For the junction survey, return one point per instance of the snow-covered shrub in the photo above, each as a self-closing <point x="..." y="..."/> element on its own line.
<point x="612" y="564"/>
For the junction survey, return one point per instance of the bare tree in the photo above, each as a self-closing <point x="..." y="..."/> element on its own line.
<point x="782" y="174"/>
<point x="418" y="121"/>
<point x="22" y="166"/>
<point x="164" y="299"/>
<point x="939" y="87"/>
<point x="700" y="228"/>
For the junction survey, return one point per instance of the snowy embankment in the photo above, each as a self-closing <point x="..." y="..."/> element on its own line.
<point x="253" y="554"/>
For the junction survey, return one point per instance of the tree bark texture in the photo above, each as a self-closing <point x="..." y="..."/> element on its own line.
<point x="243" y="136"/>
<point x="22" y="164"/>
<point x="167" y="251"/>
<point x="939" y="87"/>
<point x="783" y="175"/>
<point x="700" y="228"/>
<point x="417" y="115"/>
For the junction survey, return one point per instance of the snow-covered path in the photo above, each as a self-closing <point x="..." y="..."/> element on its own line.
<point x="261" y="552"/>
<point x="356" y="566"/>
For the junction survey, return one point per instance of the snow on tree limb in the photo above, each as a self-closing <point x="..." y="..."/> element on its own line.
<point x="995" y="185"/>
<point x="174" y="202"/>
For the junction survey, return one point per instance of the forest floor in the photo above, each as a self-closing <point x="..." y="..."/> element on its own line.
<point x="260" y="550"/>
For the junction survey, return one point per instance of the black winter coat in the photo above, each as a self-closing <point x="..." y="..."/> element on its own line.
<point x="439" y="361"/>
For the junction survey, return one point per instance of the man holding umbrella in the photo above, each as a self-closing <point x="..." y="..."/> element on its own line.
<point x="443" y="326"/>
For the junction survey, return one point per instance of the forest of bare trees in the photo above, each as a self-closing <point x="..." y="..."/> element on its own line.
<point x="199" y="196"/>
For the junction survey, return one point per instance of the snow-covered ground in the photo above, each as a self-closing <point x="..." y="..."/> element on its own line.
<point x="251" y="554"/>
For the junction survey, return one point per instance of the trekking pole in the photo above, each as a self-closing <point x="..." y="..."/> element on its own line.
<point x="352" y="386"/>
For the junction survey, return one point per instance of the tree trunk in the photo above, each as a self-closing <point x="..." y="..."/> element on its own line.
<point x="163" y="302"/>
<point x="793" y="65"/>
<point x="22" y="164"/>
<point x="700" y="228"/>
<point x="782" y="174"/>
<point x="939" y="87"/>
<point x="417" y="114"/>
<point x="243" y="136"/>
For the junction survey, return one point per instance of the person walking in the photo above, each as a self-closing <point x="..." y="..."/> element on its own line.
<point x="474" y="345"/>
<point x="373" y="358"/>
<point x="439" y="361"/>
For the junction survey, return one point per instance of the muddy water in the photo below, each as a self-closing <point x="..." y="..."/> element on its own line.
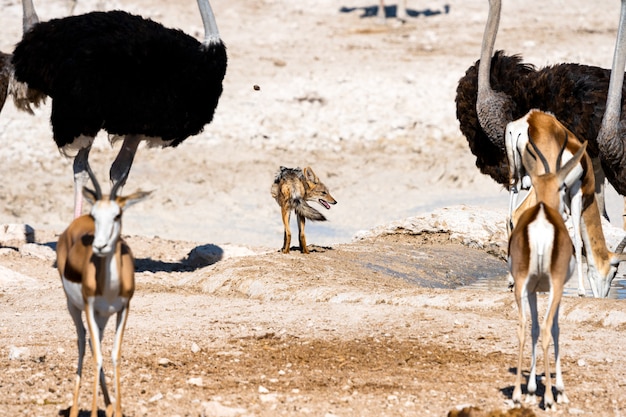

● ● ●

TASK TO COMPLETE>
Rescale the data from the line with "of the person" up to and including the last line of the data. Write every one of those lines again, with each point coordinate in the answers multiplied by 1.25 and rounded to a whole number (halves round up), all other text left unchanged, and the pictures left out.

WRITTEN RESPONSE>
For the junction survey, return one point per instance of the person walking in the photo above, each as a self-closing <point x="..." y="..."/> element on its own line.
<point x="593" y="431"/>
<point x="466" y="448"/>
<point x="549" y="451"/>
For the junction survey, return one point per instance of the muddy water in the photo below, each as a self-closing <point x="..." y="..."/> element on its own line.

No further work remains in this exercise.